L’argument est en effet de poids. Le Général De Gaulle avait réussi à faire élire en 1958 (quelques semaines avant son élection à l’Élysée) une majorité parlementaire gaulliste. Puis, il faut attendre François Mitterrand pour refaire (dans le sens inverse du calendrier) la même chose en 1981 et en 1988.
Or, depuis 1981 (et même, depuis 1974 si on considère que les Républicains indépendants formaient un parti suffisamment puissant pour porter son leader à l’Élysée), le candidat élu à la magistrature suprême a toujours été le chef du parti majoritaire : Mitterrand premier secrétaire du PS, Chirac président du RPR et Sarkozy président de l’UMP.
Pire, l’absence de leadership dans son propre parti a handicapé considérablement des candidats comme Raymond Barre en 1988, Jacques Delors et Édouard Balladur en 1995, et évidemment, Ségolène Royal en 2007.
Contrairement à la volonté gaullienne, la Ve République a glissé progressivement dans les années 1970 vers le régimes des partis tant honni avant 1958. Par chance, les institutions ont paradoxalement permis une stabilité d’autant plus forte que le Président gardait la maîtrise de son (ex-)parti (Mitterrand avait perdu le contrôle du PS dès 1990 au congrès de Rennes et Chirac en décembre 2004 avec la conquête de l’UMP par Nicolas Sarkozy).
Cette perversion était d’ailleurs autant le fait des socialistes (qui n’avaient pas pour référence le gaullisme) que les gaullistes eux-mêmes puisqu’en décembre 1974, Jacques Chirac, alors Premier Ministre, s’empara du secrétariat général de l’UDR puis en mars 1986, redevenu Premier Ministre, Jacques Chirac voulut conserver sa présidence du RPR. Même schéma en mai 1995 quand Alain Juppé cumula Matignon et la présidence du RPR.
Au moins, François Mitterrand considérait incompatible les fonctions gouvernementales avec les fonctions de premier secrétaire du PS, fonctions qu’a ainsi abandonnées Lionel Jospin à François Hollande (au départ, il aurait préféré Daniel Vaillant, mais ce dernier était trop friand d’un ministère) lorsqu’il fut nommé Premier Ministre en juin 1997.
Cette dérive renforça la dépendance des parlementaires de la majorité vis-à-vis de l’Élysée. La pratique de la fonction présidentielle depuis mai 2007 montre encore plus clairement cette hypothèse : les parlementaires sont systématiquement écartés au profit de commissions soi-disant expertes sur les sujets les plus graves (rapport du Comité Balladur pour la réforme des institutions, rapport de Jacques Attali pour le retour à la croissance etc.).
"Assujettissement" définitif des députés de la majorité…
Mais la dérive est bien plus grave à mon sens.
S’il y a bien une motivation (compréhensible) pour un député, c’est de pouvoir être réélu député aux prochaines élections. Pour de nombreuses raisons, non seulement politiques (évidentes) et psychologiques (amour propre, besoin de reconnaissance du travail accompli etc.) mais également financières (surtout pour les non-cumulards, évidemment).
Or, les députés sont fréquemment au contact de leurs électeurs (et donc de la base), dans leurs permanences etc. Ils peuvent mieux que d’autres sentir les mesures gouvernementales qui fâchent, ou qui ne sont pas comprises, ou encore qui sont mal décidées.
○ ○ ○ ○ ○
Objectif 1:
Comment traduire en anglais cette phrase du texte présenté : « Cette dérive renforça la dépendance des parlementaires de la majorité vis-à-vis de l’Élysée. » ?
Objectif 2:
Reproduisez à l'identique le passage du texte présenté qui commence aux mots « Or, depuis 1981 » et s'arrête après « président de l’UMP. ».

Entrées de pointage d'objets nommés:
○ ○ ○ ○ ○
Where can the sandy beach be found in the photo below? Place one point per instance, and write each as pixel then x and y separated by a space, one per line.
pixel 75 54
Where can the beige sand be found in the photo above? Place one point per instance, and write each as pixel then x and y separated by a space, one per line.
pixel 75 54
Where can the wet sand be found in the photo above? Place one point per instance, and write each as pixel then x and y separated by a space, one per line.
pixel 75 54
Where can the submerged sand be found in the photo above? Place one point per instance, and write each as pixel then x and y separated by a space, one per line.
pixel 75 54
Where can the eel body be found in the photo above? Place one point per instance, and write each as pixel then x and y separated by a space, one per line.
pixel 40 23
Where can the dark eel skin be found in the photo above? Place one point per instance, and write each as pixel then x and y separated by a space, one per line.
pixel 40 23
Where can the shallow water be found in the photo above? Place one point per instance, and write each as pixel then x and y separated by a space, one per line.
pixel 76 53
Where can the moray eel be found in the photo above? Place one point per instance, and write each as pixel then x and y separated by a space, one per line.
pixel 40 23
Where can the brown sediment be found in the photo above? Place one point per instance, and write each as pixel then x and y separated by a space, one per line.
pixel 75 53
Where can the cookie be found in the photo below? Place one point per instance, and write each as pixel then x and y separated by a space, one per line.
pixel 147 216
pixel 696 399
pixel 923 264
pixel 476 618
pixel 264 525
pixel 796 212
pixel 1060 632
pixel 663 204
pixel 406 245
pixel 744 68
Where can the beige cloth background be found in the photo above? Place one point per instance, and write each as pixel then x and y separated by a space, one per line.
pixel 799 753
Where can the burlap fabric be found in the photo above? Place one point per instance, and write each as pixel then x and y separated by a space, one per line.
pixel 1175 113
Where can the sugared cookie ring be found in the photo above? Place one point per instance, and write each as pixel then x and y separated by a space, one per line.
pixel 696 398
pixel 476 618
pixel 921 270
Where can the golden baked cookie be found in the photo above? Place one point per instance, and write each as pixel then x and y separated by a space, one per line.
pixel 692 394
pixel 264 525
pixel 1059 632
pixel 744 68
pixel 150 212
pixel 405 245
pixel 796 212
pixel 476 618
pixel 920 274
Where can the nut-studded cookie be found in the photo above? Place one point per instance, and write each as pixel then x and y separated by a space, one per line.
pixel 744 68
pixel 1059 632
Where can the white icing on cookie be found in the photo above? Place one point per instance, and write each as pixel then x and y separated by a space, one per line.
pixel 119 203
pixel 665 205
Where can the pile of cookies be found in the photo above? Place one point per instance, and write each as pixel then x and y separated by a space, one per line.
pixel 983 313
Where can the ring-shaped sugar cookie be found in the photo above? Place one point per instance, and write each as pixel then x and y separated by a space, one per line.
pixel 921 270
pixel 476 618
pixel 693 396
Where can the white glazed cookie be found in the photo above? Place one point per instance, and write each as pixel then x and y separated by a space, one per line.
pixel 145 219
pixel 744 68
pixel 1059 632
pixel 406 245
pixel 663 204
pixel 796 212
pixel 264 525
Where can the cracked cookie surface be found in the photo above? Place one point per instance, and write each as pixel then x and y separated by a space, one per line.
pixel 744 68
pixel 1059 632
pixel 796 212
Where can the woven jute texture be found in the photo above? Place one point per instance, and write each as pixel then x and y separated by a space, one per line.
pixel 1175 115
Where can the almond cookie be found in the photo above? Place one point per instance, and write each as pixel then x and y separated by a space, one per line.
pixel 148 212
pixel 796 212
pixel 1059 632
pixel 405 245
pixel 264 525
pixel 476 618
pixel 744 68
○ ○ ○ ○ ○
Solution complète 1:
This drift strengthened the dependence of the majority's members of parliament on the Élysée.

Solution complète 2:
Or, depuis 1981 (et même, depuis 1974 si on considère que les Républicains indépendants formaient un parti suffisamment puissant pour porter son leader à l’Élysée), le candidat élu à la magistrature suprême a toujours été le chef du parti majoritaire : Mitterrand premier secrétaire du PS, Chirac président du RPR et Sarkozy président de l’UMP.